→ DATA FOR THE TASK
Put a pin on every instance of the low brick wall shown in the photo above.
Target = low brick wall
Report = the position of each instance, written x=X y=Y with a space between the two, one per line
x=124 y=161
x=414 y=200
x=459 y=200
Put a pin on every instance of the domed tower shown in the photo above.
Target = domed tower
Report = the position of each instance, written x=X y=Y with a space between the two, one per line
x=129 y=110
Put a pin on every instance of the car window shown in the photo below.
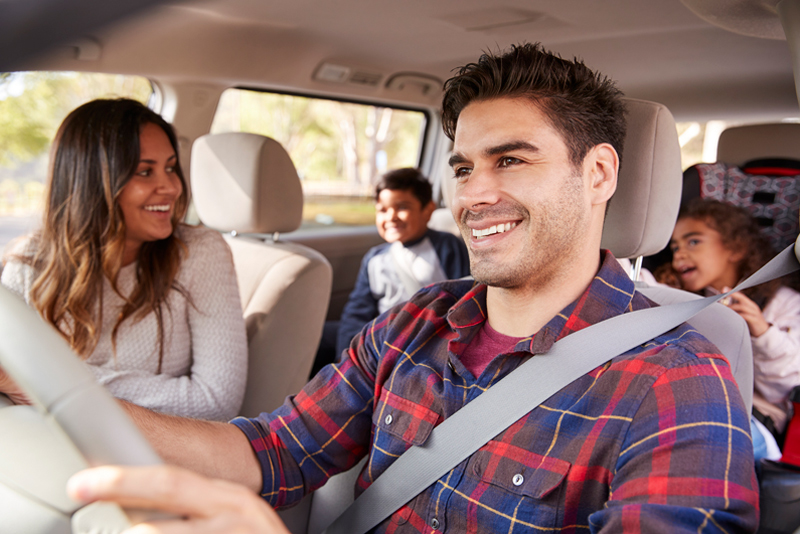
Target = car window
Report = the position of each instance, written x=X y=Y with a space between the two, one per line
x=339 y=148
x=32 y=106
x=699 y=140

→ EXERCISE GOAL
Can you return every line of the material, unchanged, from the line with "Put a pin on every instance of the domed" up to and including the line with "x=129 y=110"?

→ RESULT
Put a pin on every instance of the domed tower shown in the photo above.
Target = domed tower
Report = the position of each instance, written x=X y=Y with a space between the two, one per line
x=129 y=110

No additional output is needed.